## Text block

The Case for Modules
JavaScript modules — something I never really understood, but always pretended I did. Different module systems like ESM and CommonJS made things even more confusing. The only thing I really knew was that ES modules are the modern standard. But why? What problems do module systems solve in the first place?
First of all, what even is a module?
Unless it’s a tiny side project, cramming all of our logic into one big JavaScript file doesn’t really work — for three key reasons:
- Readability
- Reusability
- Maintainability
We need some way to break down large codebases into more manageable parts.
Modules make this very easy.
Why not just use plain scripts?
That explains the need for modules… but wait, if the end goal is just to split large codebases into manageable parts, why not just create multiple JavaScript files and inject them as plain scripts?
That should work, right? So why do we need CommonJS or ES modules on top of that?
Let’s see what happens without modules… It’s doable, but there are some problems.
When we split code into different scripts that aren’t modules, the scripts don’t get isolated scopes. They share the same global scope.
const message = 'Hello, world!';
console.log(message);
<!DOCTYPE html><html lang="en"><head> <title>Demo</title></head><body> <script src="./message.js"></script> <script src="./main.js"></script></body></html>
Here, “Hello, world!” gets printed to the console, even though message
is declared in a completely separate script.
Everything is globally available to everyone. That doesn’t seem like a good idea…
Ideally, we’d want to develop in isolation and only share what we explicitly choose to share with other scripts.
We can “create” isolation using IIFEs (Immediately Invoked Function Expressions) to wrap each script’s contents.
(function () { const message = 'Hello, world!';})();
(function () { console.log(message);})();
This works as expected — trying to access message
outside its scope results in a ReferenceError
.

## What you need to do
Rewrite the text on JavaScript modules from "Let’s see what" to "each script’s contents.", putting "shared scope" in place of "global scope". The items that follow were taken from a different source than the text on JavaScript modules.

## Data for review

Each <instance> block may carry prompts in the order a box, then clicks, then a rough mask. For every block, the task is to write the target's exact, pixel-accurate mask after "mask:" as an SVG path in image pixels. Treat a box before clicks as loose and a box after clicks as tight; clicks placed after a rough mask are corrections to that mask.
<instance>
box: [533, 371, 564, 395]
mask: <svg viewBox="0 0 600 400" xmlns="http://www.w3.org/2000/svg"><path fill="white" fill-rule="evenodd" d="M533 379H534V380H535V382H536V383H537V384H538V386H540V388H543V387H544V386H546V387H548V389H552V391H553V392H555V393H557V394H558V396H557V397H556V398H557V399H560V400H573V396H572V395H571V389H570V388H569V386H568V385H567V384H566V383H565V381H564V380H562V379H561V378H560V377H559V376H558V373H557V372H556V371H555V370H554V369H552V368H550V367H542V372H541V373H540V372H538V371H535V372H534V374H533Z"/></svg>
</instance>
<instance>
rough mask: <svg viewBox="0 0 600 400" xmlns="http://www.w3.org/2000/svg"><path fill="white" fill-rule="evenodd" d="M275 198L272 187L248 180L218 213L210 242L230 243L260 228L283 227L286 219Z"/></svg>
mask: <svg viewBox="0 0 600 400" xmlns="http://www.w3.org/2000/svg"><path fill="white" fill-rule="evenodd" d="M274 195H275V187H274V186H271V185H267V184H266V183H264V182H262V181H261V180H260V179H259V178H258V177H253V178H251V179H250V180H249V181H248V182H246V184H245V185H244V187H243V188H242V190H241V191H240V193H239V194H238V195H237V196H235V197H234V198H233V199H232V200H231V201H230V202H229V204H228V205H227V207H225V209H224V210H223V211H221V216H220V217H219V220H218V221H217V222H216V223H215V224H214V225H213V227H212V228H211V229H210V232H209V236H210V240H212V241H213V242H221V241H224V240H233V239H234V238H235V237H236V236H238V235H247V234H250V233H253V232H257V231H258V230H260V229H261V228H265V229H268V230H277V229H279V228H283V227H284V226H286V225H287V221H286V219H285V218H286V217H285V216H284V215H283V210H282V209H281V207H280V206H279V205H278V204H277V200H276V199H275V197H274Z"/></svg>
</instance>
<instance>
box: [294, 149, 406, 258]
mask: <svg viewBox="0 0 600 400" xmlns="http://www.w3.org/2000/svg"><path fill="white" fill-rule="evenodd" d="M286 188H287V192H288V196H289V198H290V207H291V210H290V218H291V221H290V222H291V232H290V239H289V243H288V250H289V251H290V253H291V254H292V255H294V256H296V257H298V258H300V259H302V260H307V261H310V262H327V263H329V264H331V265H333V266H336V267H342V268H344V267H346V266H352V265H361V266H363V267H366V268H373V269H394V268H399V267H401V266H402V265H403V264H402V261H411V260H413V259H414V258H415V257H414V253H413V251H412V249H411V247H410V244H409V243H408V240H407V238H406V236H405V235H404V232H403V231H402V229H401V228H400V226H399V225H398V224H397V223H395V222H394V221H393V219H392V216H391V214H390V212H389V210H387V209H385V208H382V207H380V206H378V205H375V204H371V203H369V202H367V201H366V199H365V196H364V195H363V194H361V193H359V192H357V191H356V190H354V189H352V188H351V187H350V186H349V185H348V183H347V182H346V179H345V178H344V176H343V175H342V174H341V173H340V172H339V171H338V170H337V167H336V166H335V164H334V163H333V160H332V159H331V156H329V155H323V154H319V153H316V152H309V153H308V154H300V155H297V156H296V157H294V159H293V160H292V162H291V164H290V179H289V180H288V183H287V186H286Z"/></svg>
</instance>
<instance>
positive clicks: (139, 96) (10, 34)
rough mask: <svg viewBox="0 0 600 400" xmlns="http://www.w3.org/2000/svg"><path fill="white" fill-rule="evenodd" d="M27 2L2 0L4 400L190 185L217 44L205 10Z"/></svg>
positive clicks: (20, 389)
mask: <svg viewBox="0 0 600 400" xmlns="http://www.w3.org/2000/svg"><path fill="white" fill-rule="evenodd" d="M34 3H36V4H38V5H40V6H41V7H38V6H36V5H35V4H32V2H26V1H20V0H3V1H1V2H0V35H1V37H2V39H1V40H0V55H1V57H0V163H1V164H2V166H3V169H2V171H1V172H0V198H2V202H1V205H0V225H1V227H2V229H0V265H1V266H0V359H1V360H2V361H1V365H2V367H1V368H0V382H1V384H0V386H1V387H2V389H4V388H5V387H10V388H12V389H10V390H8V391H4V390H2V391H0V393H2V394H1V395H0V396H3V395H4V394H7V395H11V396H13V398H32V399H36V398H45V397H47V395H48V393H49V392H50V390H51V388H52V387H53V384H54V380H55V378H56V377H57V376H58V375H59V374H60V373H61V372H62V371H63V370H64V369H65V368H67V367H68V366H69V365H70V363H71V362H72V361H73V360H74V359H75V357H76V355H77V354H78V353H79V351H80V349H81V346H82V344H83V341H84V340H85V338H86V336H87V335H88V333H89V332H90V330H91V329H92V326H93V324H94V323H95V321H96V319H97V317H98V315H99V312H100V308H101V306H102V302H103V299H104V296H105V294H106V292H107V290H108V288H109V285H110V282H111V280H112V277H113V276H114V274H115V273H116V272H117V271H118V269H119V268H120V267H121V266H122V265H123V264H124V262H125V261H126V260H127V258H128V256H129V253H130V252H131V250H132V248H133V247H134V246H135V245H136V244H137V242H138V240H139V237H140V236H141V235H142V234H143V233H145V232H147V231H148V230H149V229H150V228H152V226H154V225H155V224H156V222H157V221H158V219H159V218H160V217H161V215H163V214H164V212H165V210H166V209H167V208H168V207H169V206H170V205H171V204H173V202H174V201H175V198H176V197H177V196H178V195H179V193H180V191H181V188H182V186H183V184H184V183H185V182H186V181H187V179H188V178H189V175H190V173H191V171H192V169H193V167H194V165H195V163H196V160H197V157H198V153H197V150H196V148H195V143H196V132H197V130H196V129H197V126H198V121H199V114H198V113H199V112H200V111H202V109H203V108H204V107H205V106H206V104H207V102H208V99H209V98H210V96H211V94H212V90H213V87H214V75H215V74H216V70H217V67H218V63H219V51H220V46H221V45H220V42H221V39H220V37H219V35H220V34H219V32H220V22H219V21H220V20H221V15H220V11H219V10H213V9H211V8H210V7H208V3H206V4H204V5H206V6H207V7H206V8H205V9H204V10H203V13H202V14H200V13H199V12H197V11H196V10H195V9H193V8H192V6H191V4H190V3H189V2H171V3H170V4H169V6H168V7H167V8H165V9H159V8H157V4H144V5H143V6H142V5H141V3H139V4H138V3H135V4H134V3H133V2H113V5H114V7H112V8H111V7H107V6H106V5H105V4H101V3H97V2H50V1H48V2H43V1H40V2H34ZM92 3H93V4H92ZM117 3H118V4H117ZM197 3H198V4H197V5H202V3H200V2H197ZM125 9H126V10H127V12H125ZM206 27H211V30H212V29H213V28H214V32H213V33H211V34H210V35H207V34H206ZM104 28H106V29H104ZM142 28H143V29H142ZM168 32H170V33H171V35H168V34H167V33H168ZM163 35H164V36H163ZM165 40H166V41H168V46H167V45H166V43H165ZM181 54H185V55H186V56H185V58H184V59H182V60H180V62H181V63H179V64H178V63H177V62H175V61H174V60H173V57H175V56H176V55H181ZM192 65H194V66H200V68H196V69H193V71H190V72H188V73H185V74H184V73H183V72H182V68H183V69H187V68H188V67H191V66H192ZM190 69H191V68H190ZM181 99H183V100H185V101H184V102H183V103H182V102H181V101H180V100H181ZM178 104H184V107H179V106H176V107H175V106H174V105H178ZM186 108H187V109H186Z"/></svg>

## Answer for this exercise
Let’s see what happens without modules… It’s doable, but there are some problems.
When we split code into different scripts that aren’t modules, the scripts don’t get isolated scopes. They share the same shared scope.
const message = 'Hello, world!';
console.log(message);
<!DOCTYPE html><html lang="en"><head> <title>Demo</title></head><body> <script src="./message.js"></script> <script src="./main.js"></script></body></html>
Here, “Hello, world!” gets printed to the console, even though message
is declared in a completely separate script.
Everything is globally available to everyone. That doesn’t seem like a good idea…
Ideally, we’d want to develop in isolation and only share what we explicitly choose to share with other scripts.
We can “create” isolation using IIFEs (Immediately Invoked Function Expressions) to wrap each script’s contents.